***** INFORMATION SUPPLIED *****

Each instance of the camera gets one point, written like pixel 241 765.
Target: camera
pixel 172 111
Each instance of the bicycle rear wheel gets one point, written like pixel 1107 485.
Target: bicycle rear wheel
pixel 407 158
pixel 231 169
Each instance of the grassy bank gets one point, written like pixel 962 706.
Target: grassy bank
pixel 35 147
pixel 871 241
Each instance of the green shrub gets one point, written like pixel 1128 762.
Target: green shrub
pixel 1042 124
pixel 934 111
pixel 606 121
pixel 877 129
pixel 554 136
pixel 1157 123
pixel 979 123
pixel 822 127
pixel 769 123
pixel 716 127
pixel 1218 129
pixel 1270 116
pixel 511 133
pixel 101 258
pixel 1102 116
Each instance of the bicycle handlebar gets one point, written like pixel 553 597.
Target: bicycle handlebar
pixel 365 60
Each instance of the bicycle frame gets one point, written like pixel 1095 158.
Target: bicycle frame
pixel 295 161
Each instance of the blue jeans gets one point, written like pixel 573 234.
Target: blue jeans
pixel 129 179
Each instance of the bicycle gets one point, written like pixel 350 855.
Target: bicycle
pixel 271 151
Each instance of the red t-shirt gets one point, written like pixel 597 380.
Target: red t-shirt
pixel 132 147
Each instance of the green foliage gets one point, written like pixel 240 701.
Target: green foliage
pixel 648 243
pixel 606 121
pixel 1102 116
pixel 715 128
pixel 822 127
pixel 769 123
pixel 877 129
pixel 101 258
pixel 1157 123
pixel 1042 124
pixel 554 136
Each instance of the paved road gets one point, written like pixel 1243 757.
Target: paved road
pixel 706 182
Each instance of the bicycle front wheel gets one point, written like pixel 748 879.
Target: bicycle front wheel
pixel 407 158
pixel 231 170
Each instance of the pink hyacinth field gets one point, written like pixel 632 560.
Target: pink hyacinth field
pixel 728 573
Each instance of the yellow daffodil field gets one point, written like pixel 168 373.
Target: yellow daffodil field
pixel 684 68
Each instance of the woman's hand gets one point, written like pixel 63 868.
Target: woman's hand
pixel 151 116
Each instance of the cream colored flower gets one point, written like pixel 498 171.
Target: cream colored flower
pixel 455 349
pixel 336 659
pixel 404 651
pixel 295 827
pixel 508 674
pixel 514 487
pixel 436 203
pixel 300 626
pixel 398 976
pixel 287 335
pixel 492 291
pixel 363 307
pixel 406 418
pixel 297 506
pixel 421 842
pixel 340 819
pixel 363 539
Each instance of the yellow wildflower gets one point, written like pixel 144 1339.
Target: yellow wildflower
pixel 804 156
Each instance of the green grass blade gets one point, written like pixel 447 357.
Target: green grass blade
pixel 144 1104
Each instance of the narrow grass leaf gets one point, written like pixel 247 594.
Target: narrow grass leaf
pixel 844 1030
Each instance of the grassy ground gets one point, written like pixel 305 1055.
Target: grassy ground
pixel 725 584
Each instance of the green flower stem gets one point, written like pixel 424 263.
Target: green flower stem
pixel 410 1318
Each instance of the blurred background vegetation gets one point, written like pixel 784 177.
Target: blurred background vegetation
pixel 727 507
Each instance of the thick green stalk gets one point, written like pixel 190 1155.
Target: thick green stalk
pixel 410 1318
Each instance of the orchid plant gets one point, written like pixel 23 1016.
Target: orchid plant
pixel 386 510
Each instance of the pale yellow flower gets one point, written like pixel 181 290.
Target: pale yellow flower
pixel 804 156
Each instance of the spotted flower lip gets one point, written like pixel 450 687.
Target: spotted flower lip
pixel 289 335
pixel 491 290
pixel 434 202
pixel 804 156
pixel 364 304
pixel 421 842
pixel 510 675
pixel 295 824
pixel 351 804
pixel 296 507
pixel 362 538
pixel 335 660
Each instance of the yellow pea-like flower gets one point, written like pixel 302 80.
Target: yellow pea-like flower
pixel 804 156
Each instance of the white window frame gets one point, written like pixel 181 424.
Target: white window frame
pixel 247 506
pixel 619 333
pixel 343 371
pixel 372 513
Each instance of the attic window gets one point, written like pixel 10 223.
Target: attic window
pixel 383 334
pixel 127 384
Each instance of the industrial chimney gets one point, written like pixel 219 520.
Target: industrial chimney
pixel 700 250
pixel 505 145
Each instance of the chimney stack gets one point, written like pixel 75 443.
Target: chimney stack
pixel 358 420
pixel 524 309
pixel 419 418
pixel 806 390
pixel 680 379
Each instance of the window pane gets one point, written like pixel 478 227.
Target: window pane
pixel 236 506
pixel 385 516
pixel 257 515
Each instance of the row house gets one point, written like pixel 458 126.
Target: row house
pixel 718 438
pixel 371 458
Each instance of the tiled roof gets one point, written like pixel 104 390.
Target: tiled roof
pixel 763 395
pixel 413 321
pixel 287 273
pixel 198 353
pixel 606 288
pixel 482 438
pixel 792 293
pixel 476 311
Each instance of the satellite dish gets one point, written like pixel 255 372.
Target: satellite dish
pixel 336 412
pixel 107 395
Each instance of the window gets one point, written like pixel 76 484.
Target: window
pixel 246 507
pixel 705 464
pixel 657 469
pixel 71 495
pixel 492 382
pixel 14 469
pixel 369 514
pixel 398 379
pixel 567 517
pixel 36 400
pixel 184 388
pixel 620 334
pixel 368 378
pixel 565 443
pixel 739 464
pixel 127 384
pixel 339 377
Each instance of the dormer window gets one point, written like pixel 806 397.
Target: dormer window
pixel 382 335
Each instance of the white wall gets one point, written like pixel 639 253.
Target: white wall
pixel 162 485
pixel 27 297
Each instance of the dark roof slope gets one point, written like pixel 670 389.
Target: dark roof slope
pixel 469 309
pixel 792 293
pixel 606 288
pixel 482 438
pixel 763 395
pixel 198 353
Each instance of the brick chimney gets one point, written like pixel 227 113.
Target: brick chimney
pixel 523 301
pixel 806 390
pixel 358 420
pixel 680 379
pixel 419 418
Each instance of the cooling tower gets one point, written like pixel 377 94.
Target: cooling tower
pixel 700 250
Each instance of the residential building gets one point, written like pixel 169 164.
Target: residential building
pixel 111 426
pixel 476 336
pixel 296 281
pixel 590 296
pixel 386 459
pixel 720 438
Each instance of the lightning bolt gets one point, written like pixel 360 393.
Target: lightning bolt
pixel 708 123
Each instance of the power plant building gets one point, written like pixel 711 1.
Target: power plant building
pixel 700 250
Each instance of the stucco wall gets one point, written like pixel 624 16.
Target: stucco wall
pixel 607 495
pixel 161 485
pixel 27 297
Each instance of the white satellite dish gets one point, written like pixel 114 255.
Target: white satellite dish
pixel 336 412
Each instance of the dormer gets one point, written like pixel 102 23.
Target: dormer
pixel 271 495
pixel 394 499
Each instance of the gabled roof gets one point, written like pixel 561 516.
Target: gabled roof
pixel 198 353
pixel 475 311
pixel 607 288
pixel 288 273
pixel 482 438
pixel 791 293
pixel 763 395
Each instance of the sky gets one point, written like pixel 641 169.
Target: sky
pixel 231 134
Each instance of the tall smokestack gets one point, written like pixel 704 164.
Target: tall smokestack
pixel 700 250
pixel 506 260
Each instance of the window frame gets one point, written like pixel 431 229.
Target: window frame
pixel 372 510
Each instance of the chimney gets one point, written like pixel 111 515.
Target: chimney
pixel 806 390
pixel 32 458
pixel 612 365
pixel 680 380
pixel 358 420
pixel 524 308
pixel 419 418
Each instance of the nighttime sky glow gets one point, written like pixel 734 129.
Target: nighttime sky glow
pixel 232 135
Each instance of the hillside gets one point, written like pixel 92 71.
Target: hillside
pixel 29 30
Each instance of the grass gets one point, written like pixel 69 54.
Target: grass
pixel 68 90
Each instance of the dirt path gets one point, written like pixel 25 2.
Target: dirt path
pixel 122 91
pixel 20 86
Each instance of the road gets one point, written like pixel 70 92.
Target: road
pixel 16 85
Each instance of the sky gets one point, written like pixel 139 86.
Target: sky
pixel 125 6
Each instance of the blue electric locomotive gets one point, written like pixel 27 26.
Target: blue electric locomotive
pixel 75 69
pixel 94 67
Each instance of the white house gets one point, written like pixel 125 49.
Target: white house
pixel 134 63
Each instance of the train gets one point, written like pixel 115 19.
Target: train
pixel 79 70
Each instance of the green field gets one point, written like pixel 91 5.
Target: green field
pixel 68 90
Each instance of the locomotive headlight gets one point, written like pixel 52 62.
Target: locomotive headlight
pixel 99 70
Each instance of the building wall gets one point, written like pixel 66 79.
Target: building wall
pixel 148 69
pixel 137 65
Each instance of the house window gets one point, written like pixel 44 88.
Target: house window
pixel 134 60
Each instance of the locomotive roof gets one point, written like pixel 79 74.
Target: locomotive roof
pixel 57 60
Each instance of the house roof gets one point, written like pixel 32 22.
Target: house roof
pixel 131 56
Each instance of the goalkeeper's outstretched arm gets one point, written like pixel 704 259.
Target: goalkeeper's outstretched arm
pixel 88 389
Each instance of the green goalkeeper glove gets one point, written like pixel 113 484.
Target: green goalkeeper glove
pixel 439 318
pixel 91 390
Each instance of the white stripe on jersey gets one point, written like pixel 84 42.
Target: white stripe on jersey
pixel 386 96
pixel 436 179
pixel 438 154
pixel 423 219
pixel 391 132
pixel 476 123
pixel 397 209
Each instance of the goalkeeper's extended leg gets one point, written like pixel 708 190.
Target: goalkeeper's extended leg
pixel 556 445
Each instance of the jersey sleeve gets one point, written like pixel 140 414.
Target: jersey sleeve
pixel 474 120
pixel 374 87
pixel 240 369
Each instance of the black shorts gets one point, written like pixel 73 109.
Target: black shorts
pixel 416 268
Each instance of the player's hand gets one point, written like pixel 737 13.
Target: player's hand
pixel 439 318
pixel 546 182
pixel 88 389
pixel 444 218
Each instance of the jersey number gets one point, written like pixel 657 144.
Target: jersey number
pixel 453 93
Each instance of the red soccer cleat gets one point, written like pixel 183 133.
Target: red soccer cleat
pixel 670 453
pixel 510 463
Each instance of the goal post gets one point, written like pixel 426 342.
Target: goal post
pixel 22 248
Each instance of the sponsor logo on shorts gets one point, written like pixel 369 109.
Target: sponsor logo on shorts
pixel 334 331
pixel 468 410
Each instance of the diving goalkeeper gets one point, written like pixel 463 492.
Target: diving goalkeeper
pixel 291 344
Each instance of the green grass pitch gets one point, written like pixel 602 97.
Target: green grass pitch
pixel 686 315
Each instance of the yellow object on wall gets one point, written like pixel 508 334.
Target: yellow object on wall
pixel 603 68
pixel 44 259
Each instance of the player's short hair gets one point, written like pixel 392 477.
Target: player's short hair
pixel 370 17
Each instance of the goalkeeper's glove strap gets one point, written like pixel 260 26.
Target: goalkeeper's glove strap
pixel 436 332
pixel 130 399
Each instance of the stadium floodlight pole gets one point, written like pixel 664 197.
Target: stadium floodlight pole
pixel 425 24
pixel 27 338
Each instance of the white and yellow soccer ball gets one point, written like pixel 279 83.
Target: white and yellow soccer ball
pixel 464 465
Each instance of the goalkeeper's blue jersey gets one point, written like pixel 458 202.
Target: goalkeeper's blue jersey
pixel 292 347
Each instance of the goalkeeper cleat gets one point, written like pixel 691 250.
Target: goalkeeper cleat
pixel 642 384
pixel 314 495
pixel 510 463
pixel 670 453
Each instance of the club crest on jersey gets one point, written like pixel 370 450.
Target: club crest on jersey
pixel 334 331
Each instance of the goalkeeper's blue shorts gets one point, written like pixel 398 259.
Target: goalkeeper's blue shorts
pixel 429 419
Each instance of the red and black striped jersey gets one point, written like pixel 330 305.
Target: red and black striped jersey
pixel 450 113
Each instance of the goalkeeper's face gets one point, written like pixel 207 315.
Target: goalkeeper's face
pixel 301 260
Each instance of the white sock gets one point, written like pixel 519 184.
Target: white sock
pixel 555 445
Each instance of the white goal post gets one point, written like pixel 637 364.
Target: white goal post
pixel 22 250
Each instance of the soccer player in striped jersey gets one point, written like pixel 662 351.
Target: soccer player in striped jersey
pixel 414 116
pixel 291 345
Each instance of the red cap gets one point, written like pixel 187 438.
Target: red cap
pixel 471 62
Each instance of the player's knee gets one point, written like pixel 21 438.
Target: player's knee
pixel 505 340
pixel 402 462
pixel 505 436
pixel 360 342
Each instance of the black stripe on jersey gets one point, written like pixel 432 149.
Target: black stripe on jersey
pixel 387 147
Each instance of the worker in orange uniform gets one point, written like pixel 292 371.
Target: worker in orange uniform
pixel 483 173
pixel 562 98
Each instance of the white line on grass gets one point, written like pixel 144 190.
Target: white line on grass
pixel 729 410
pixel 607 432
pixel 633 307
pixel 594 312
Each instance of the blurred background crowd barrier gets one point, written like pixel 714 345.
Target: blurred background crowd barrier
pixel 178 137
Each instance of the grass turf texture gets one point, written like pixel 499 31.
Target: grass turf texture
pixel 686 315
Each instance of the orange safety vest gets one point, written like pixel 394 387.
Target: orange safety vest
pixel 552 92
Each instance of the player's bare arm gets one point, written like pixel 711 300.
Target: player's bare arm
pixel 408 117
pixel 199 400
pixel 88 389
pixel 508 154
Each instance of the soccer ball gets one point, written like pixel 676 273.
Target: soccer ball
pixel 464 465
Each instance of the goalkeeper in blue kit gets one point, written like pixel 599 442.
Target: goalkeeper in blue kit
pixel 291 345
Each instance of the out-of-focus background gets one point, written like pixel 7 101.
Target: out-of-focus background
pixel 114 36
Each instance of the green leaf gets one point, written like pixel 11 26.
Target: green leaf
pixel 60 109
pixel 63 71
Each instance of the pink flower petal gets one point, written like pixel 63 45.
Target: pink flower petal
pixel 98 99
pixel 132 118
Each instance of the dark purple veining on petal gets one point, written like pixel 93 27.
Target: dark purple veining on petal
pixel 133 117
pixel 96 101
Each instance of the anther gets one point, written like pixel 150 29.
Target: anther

*****

* **EXERCISE GOAL**
Output only an exact transcription of the lines above from the one with "Target: red t-shirt" up to and including the one with "Each instance of the paved".

* **ANSWER AREA**
Target: red t-shirt
pixel 132 147
Each instance of the green foliage gets one point, written like pixel 240 701.
Target: green foliage
pixel 648 243
pixel 606 121
pixel 1102 116
pixel 715 128
pixel 822 127
pixel 769 123
pixel 877 129
pixel 101 258
pixel 1157 123
pixel 1042 124
pixel 554 136
Each instance of the paved road gets one point, written like pixel 1243 757.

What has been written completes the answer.